→ TASK INPUTS:
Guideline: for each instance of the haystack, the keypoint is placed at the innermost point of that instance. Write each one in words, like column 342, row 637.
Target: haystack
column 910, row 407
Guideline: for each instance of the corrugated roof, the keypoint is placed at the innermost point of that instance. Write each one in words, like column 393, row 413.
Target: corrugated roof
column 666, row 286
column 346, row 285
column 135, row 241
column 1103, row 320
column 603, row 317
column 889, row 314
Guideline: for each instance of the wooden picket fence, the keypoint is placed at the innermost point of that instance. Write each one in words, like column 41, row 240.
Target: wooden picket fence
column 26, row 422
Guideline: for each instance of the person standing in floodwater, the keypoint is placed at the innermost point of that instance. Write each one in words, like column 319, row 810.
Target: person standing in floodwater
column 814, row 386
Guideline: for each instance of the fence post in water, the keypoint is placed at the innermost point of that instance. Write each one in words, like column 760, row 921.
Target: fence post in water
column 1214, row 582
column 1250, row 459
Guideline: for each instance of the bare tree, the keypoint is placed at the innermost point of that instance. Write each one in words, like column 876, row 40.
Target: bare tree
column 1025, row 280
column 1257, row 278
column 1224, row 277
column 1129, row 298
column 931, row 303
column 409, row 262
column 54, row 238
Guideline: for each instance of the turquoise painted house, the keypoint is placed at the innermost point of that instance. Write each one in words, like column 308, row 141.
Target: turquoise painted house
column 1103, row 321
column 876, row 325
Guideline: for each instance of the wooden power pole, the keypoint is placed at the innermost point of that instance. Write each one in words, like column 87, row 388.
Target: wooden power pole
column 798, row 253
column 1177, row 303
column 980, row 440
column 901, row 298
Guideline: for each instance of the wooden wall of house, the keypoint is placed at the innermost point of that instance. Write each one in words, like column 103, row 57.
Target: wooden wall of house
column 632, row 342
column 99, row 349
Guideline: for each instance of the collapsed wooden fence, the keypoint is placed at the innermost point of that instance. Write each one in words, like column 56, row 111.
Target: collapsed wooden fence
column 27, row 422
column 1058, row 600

→ SHORT PROBLEM: Reproduce the data above verbatim, beginning with its first line and stopping after the line that contains "column 910, row 407".

→ TASK OUTPUT:
Guideline: for each instance of the haystack, the keypoint is placed at the innermost point of that instance. Write each one in words, like column 342, row 637.
Target: haystack
column 910, row 407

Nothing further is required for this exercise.